→ WHAT TO WORK ON
Gather every line of the records that contains the string "rocky" and copy each one as it stands. Case counts.
-- START TASK MATERIAL --
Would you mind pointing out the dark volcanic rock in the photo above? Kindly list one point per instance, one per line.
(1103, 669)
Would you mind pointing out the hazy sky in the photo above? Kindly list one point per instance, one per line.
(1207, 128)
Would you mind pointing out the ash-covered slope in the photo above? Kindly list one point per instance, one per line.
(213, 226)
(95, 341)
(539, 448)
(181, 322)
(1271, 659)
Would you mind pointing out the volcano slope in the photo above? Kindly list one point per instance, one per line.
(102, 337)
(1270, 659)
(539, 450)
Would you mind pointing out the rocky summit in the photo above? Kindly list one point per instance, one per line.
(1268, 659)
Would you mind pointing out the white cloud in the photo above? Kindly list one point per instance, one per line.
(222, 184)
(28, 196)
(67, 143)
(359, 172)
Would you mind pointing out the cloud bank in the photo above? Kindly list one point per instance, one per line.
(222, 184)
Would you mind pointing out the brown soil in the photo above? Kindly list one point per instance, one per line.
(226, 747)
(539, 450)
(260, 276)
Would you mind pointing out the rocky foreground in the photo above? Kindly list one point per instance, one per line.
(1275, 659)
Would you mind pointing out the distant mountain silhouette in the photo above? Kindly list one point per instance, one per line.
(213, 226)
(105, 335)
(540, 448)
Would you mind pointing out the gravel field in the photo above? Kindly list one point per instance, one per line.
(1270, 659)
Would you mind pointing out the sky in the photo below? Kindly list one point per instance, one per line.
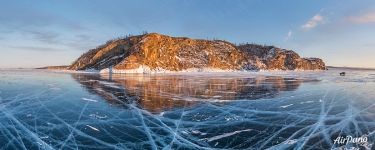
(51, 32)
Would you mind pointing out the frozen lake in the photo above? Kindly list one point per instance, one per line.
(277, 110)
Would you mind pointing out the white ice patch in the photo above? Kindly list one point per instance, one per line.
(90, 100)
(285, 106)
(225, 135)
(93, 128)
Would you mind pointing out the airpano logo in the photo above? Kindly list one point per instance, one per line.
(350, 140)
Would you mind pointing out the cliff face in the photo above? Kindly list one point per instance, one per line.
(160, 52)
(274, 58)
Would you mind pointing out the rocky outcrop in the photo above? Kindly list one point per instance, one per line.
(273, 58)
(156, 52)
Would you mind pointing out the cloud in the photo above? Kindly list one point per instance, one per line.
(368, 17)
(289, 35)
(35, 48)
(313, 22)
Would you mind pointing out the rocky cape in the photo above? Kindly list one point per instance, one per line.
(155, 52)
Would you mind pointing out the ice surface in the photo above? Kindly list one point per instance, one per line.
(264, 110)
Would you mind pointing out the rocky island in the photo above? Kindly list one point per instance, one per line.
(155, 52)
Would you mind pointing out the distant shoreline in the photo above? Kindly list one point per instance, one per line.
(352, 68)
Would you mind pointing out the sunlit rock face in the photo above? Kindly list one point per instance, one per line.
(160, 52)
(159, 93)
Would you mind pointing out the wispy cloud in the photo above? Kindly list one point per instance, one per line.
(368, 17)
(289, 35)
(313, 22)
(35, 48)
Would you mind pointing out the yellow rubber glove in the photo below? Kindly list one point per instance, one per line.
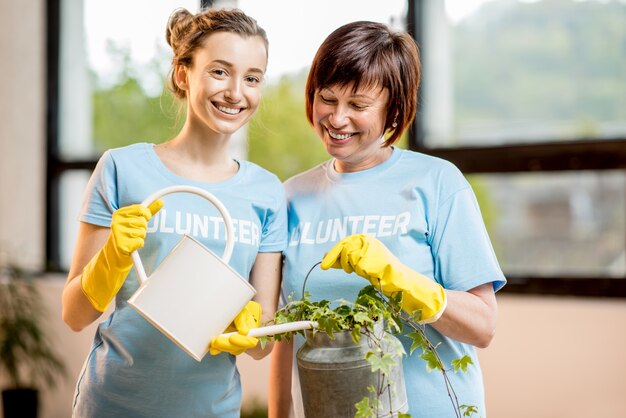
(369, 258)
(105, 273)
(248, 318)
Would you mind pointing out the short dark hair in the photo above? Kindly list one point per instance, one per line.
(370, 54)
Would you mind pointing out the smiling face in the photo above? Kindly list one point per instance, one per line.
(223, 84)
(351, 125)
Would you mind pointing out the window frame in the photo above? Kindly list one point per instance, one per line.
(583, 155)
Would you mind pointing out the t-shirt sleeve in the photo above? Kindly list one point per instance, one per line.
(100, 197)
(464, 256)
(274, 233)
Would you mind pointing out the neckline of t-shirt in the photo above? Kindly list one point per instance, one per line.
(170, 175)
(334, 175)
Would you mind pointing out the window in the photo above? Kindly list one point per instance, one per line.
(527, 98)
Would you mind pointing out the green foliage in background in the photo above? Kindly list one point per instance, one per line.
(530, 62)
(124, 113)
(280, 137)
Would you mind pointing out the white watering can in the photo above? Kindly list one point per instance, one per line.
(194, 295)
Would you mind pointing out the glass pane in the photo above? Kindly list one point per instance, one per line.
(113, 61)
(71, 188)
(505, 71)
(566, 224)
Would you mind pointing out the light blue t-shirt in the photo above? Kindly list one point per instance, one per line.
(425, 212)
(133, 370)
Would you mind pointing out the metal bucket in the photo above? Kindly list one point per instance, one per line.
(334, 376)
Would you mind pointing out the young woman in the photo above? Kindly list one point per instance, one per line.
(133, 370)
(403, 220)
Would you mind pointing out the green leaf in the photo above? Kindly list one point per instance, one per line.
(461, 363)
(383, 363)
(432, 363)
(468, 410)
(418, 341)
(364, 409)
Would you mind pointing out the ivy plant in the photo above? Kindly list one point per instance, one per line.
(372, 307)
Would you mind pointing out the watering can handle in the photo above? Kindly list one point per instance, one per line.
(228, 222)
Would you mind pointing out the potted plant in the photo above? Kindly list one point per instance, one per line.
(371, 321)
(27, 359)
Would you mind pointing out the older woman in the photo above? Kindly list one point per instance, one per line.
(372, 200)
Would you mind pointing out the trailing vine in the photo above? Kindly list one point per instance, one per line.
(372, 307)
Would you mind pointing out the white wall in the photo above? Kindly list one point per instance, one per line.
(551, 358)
-- END TASK MATERIAL --
-- START TASK MATERIAL --
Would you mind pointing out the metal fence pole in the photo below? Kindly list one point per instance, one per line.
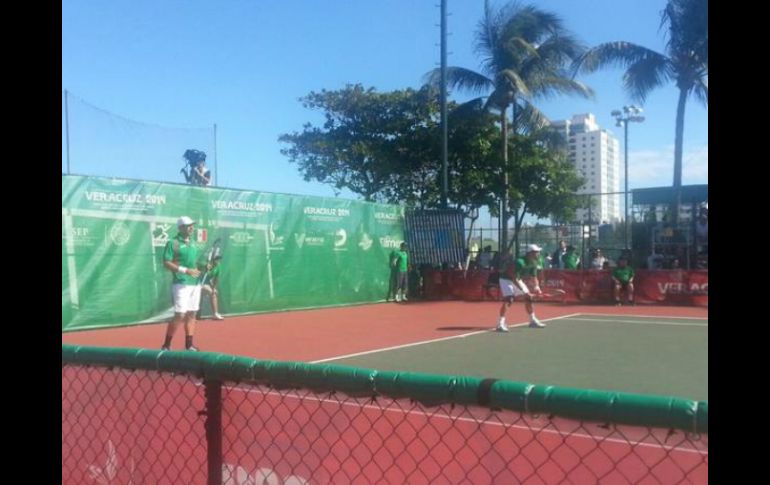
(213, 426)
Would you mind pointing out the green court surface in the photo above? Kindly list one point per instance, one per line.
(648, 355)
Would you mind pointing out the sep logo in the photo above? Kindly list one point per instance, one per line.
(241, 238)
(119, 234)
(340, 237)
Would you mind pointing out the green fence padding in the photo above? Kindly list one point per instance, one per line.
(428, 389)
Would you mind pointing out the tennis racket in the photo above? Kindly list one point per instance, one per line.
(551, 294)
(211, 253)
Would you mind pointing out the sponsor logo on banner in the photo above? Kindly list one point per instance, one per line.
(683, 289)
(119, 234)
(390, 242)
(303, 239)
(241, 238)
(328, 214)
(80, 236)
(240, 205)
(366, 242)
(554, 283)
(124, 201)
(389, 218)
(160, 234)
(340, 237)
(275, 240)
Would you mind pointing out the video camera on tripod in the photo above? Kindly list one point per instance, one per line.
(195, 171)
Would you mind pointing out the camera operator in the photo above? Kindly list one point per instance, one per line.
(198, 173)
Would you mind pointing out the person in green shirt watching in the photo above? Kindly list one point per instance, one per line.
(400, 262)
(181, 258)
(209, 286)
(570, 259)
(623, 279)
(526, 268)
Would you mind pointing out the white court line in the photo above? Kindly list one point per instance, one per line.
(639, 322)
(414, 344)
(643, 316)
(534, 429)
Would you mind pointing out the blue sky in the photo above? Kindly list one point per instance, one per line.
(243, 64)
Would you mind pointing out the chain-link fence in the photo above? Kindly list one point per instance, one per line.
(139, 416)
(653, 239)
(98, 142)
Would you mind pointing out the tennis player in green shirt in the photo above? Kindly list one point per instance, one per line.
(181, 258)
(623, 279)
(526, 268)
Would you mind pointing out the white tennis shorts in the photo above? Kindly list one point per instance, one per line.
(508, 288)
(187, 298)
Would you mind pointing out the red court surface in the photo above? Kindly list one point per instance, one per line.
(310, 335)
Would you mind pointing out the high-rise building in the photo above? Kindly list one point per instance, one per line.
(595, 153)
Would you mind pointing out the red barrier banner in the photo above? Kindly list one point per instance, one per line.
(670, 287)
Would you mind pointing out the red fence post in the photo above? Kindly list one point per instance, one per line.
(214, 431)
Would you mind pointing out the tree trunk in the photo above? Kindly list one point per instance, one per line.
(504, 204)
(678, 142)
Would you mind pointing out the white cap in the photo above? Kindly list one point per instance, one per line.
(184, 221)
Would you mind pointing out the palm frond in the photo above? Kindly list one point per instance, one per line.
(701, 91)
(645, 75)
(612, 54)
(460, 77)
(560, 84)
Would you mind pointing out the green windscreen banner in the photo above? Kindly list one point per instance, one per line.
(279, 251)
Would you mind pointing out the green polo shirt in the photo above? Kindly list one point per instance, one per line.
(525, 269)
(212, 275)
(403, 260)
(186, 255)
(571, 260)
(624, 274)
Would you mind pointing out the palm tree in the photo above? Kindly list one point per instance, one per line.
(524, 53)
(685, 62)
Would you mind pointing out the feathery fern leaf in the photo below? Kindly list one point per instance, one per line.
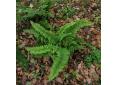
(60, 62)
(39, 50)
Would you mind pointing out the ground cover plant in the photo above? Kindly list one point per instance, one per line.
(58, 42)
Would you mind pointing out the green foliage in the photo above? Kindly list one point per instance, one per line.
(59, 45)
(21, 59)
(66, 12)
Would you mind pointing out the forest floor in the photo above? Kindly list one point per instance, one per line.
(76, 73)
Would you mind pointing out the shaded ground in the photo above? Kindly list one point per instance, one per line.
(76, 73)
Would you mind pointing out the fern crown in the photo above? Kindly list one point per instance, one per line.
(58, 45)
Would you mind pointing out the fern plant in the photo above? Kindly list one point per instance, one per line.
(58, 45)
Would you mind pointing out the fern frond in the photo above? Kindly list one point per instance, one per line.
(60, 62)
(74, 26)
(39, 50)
-- END TASK MATERIAL --
→ TASK RESPONSE
Would you mind pointing out the rocky summit in the photo above? Kindly list one point per instance, one per line.
Would you mind pointing out the rocky foreground in the photo above? Kindly list one point per instance, one per line.
Would you mind pointing out the rocky outcrop in the photo above? Kindly list one point per instance, one per line.
Would you mind pointing out the rocky cape in the photo above? Kindly list one point per instance, one per line.
Would you mind pointing out the rocky island in the photo above? Kindly list one point per instance, one per line.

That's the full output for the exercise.